Page excerpt.
________________________
Earnest said the effort by world powers, including the United States, to persuade Iran to give up its nuclear program is "entirely separate" from President Barack Obama's attempts to build a coalition against Islamic State.

"The United States will not be in the position of trading aspects of Iran's nuclear program to secure commitments to take on ISIL," Earnest said, using an acronym for Islamic State (IS).

He also said the United States would not coordinate the coalition's military activities with the Iranians and would not share intelligence on Islamic State with Iran.

Islamic State forces have seized swathes of Iraq and Syria and proclaimed a caliphate. They stand accused of massacres of civilians, beheadings and other human rights violations.

While not surprising, the U.S. response suggests the White House feels a need to tell Iran publicly that it wants other issues kept away from the nuclear talks.
________________________
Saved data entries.
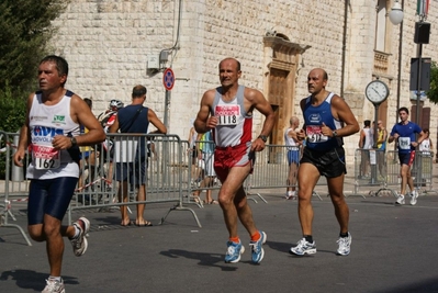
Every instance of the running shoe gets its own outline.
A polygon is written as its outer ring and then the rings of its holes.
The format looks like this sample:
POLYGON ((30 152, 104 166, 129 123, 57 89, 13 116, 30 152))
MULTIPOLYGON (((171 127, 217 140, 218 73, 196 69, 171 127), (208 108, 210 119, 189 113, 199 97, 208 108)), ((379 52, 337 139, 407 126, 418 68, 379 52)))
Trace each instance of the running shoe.
POLYGON ((337 240, 338 247, 338 255, 339 256, 348 256, 350 253, 350 246, 351 246, 351 234, 348 233, 347 237, 339 237, 337 240))
POLYGON ((254 263, 260 263, 265 256, 265 250, 261 246, 266 243, 267 236, 265 232, 260 230, 259 233, 260 238, 257 241, 249 241, 252 251, 251 260, 254 263))
POLYGON ((411 192, 411 205, 416 205, 417 199, 418 199, 418 191, 414 189, 414 191, 411 192))
POLYGON ((311 244, 306 241, 305 238, 303 238, 297 241, 295 247, 291 247, 291 250, 289 252, 296 256, 304 256, 305 253, 313 255, 316 253, 316 244, 315 241, 311 244))
POLYGON ((395 204, 405 204, 405 195, 398 194, 395 204))
POLYGON ((64 281, 46 280, 46 286, 41 293, 65 293, 64 281))
POLYGON ((236 263, 240 260, 240 255, 245 252, 245 247, 242 245, 240 240, 238 244, 233 241, 227 241, 227 249, 225 255, 225 262, 236 263))
POLYGON ((90 230, 90 221, 82 216, 74 223, 74 226, 79 229, 79 235, 75 238, 70 238, 70 243, 74 247, 75 256, 80 257, 87 251, 88 241, 86 236, 90 230), (80 222, 82 222, 82 225, 80 222))

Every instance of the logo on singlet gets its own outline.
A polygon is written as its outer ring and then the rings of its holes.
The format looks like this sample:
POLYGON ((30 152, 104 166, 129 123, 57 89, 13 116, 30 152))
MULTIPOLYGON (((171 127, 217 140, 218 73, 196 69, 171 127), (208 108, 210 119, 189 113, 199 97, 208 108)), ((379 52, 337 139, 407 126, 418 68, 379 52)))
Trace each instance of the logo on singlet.
POLYGON ((322 119, 319 114, 315 113, 308 116, 308 121, 314 124, 321 124, 322 119))
POLYGON ((66 124, 65 115, 54 115, 52 123, 66 124))
POLYGON ((55 127, 46 127, 46 126, 35 126, 32 129, 33 138, 32 143, 50 143, 52 138, 56 135, 64 135, 64 131, 61 128, 55 127))

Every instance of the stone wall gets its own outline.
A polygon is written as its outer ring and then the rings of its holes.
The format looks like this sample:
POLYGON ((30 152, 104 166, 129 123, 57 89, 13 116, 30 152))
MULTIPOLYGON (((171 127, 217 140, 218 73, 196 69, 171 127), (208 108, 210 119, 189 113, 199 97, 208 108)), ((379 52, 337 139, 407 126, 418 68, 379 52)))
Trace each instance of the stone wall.
MULTIPOLYGON (((307 95, 306 76, 314 67, 329 75, 328 90, 341 92, 342 50, 346 54, 344 89, 360 124, 373 115, 363 90, 372 80, 375 34, 375 1, 349 1, 347 44, 342 47, 345 1, 333 0, 75 0, 54 21, 58 27, 53 38, 54 53, 67 58, 70 75, 67 87, 81 97, 92 97, 94 112, 102 112, 111 99, 125 103, 132 88, 142 83, 148 89, 146 104, 162 120, 165 89, 162 74, 148 69, 148 56, 158 57, 172 48, 169 61, 177 77, 169 105, 170 133, 188 137, 190 120, 199 109, 202 93, 218 86, 217 65, 224 57, 242 61, 240 83, 263 90, 263 36, 276 31, 291 42, 310 46, 300 56, 293 103, 297 106, 307 95), (181 4, 180 34, 178 35, 181 4), (177 41, 178 44, 177 44, 177 41)), ((409 1, 406 1, 409 2, 409 1)), ((437 1, 431 1, 429 21, 437 23, 437 1)), ((413 33, 415 3, 406 3, 403 44, 403 103, 408 101, 408 65, 415 56, 413 33)), ((396 78, 398 29, 391 32, 391 70, 396 78)), ((438 57, 437 37, 431 35, 424 56, 438 57)), ((396 80, 390 78, 392 95, 389 122, 395 121, 396 80)), ((427 105, 428 102, 426 102, 427 105)), ((436 109, 435 105, 431 105, 436 109)), ((260 131, 261 115, 255 116, 254 132, 260 131)), ((431 133, 436 139, 436 121, 431 133)), ((352 161, 359 135, 346 139, 347 155, 352 161)), ((436 142, 436 140, 434 140, 436 142)))

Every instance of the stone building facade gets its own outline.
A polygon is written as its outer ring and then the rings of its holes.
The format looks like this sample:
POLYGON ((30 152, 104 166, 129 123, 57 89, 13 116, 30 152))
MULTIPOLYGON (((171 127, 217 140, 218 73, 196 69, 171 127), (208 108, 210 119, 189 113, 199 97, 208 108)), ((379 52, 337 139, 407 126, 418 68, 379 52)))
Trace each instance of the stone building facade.
MULTIPOLYGON (((364 88, 378 77, 391 90, 379 108, 379 119, 389 128, 397 121, 398 105, 411 109, 416 103, 409 100, 408 87, 411 58, 417 55, 416 1, 404 3, 402 33, 388 18, 393 2, 75 0, 53 22, 57 33, 52 45, 70 64, 68 88, 91 97, 96 114, 111 99, 128 103, 132 88, 142 83, 148 89, 146 104, 166 117, 170 133, 183 139, 203 92, 218 86, 218 61, 235 57, 242 63, 240 83, 263 92, 276 110, 270 143, 283 144, 289 117, 297 115, 302 121, 299 103, 307 95, 306 78, 314 67, 326 69, 327 89, 346 99, 360 124, 374 119, 364 88), (169 94, 162 86, 165 68, 176 76, 169 94)), ((438 2, 431 0, 427 21, 433 29, 437 16, 438 2)), ((437 60, 437 35, 431 33, 423 56, 437 60)), ((438 110, 428 101, 422 106, 431 113, 438 110)), ((255 135, 261 123, 256 114, 255 135)), ((436 116, 428 126, 436 142, 436 116)), ((359 135, 345 139, 350 161, 358 140, 359 135)))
________________________
What the task requires.
Please transcribe the part of the page excerpt on U.S. policy toward Iran and Islamic State, starting with "He also said" and going on through "State with Iran.".

Written answer.
He also said the United States would not coordinate the coalition's military activities with the Iranians and would not share intelligence on Islamic State with Iran.